══ PROVIDED MATERIAL ══

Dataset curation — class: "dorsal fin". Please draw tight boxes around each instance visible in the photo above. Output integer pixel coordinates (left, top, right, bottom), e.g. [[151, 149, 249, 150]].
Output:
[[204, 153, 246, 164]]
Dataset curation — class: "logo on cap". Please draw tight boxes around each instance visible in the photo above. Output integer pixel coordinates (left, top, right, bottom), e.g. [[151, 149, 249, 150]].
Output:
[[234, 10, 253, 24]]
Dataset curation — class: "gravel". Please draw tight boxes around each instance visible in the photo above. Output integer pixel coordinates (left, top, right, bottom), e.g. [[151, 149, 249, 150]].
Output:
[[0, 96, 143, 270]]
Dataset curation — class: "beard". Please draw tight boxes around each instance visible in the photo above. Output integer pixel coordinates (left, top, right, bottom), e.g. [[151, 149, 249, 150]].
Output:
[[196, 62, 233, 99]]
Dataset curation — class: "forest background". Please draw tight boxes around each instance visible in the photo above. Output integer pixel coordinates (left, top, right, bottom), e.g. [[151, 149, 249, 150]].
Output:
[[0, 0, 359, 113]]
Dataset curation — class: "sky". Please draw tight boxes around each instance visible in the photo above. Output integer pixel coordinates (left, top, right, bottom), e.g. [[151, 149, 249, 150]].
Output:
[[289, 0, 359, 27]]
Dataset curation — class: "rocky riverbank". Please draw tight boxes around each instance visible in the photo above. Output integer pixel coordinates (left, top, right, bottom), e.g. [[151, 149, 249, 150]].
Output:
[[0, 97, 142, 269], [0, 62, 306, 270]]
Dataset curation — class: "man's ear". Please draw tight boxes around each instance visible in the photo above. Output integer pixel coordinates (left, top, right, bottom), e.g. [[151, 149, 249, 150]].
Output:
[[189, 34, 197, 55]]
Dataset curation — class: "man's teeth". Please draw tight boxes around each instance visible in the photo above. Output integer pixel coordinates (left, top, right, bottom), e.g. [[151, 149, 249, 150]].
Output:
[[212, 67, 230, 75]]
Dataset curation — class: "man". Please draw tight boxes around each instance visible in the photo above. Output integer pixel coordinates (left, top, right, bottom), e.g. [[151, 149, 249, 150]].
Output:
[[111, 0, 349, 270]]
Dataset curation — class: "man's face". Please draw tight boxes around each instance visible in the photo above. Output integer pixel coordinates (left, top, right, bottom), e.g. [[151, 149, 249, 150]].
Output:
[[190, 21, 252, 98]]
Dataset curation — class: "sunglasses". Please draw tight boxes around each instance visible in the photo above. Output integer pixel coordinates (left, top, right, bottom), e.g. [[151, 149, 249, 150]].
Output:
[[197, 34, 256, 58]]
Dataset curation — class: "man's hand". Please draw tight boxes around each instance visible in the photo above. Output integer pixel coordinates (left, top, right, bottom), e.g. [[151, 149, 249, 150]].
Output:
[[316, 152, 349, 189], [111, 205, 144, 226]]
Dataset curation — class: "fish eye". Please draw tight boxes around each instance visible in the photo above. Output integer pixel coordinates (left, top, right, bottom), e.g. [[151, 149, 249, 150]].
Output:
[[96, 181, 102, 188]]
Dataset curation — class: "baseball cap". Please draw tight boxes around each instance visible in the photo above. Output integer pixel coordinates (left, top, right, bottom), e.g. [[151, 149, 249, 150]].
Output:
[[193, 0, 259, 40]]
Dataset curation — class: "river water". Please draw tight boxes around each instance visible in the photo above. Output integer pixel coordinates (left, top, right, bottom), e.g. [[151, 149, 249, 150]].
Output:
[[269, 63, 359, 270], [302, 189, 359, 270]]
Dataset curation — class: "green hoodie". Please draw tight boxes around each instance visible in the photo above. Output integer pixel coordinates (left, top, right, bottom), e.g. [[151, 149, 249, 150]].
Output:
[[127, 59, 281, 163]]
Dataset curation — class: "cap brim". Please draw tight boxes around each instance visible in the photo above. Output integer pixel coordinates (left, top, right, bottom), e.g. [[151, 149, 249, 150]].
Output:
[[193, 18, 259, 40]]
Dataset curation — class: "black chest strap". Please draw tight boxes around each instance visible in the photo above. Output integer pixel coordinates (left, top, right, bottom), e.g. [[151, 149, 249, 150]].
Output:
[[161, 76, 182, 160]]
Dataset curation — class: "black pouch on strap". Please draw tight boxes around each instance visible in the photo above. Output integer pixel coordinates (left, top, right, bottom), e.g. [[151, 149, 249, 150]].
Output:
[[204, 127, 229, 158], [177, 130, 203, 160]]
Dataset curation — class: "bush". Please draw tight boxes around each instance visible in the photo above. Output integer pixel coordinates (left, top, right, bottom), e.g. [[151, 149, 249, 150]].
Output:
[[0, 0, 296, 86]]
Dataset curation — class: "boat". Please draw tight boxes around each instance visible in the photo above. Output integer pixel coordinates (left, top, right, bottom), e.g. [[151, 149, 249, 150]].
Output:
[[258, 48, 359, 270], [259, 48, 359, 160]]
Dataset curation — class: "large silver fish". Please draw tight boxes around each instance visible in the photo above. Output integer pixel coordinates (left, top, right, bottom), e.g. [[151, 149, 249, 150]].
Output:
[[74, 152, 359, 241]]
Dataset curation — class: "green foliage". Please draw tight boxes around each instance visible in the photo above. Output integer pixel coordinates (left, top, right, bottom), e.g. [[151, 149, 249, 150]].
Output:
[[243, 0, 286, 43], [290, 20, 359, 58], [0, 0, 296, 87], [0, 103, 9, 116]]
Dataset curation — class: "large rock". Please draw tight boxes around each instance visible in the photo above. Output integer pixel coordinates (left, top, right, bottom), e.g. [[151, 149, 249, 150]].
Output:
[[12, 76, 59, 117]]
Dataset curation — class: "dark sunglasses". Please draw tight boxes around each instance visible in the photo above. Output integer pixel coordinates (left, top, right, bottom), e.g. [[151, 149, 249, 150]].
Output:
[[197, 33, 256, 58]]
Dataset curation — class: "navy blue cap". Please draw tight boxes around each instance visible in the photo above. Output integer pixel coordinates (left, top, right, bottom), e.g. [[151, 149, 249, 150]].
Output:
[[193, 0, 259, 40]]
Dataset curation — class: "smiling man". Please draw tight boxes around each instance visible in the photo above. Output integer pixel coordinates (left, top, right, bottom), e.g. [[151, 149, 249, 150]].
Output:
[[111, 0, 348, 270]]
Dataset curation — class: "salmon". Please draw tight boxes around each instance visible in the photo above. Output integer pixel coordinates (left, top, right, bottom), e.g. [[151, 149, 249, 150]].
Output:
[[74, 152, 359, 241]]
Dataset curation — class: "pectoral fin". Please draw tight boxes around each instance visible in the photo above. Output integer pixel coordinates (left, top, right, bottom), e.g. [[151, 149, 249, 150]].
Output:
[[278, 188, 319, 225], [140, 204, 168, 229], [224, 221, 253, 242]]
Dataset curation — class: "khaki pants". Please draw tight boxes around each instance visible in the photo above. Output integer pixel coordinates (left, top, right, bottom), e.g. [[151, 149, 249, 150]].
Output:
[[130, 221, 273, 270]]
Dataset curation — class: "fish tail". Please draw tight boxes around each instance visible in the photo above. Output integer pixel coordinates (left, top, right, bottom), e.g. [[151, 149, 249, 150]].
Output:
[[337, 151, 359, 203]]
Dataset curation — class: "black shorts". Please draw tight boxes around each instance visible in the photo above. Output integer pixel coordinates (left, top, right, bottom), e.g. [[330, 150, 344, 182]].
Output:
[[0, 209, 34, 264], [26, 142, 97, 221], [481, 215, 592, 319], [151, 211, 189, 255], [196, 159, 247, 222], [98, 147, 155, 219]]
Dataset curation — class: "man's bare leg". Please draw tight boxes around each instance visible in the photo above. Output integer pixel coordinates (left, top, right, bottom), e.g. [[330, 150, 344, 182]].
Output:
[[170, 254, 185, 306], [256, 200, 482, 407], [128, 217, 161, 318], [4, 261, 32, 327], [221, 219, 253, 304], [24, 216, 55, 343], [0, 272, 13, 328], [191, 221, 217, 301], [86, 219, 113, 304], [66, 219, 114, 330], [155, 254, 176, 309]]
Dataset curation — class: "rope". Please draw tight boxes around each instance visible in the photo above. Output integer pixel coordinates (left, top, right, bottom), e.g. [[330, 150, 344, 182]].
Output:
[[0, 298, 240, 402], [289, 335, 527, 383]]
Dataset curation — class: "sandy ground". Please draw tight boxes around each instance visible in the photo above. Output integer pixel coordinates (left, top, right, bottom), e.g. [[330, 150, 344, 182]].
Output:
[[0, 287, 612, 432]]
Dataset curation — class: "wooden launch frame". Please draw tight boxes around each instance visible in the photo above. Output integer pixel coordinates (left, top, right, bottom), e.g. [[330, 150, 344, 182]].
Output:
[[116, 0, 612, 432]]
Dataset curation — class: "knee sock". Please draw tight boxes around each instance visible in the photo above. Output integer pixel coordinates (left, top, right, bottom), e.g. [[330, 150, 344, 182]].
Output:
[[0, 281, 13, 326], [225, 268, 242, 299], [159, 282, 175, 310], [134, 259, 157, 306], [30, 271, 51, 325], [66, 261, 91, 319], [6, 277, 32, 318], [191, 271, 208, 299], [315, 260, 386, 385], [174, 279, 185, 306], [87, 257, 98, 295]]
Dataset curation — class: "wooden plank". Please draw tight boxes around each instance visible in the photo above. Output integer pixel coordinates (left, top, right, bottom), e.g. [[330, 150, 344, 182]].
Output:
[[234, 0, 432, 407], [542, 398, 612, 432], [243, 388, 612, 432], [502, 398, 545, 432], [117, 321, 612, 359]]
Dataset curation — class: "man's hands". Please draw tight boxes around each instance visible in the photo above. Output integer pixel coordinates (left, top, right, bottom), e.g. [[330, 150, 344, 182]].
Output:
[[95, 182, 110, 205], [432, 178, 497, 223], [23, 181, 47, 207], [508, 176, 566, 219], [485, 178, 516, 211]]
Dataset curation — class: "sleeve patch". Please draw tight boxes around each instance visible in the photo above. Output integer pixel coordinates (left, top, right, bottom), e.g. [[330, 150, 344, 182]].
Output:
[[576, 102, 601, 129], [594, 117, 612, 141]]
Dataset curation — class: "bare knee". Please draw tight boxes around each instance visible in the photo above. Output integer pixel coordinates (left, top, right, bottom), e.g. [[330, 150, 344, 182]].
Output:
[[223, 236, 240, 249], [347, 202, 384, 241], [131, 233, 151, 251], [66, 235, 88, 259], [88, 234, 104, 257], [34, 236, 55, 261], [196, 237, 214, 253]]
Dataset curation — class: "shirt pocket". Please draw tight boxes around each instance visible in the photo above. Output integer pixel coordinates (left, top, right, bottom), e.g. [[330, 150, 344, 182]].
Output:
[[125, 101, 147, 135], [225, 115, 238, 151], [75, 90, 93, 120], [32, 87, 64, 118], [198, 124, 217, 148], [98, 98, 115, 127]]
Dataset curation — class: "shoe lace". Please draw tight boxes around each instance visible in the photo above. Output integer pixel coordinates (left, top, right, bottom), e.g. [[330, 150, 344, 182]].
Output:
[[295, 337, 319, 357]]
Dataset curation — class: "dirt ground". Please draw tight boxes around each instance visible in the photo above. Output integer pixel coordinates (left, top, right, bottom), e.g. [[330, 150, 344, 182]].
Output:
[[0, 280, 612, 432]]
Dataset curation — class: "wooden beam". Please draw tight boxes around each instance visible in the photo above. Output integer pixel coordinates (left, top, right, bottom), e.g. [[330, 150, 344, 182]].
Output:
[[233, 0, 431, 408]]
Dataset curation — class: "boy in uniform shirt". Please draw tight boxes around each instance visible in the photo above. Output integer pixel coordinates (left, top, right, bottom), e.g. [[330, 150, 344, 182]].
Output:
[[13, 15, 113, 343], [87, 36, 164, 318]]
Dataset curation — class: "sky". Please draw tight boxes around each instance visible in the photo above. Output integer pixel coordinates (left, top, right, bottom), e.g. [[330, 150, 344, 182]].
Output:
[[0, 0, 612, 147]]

═══

**WORK TO DO:**
Copy the data from its start up to and including the line with "[[204, 153, 246, 164]]", shifting every bounding-box coordinate in the output lists up by 11. Leave all other numbers unchanged.

**WRITTEN ANSWER:**
Dataset curation — class: "dorsal fin". Please draw tight boxes around each instance visible in the photo above. Output integer pixel coordinates (left, top, right, bottom), e.g. [[151, 149, 249, 150]].
Output:
[[215, 164, 257, 175]]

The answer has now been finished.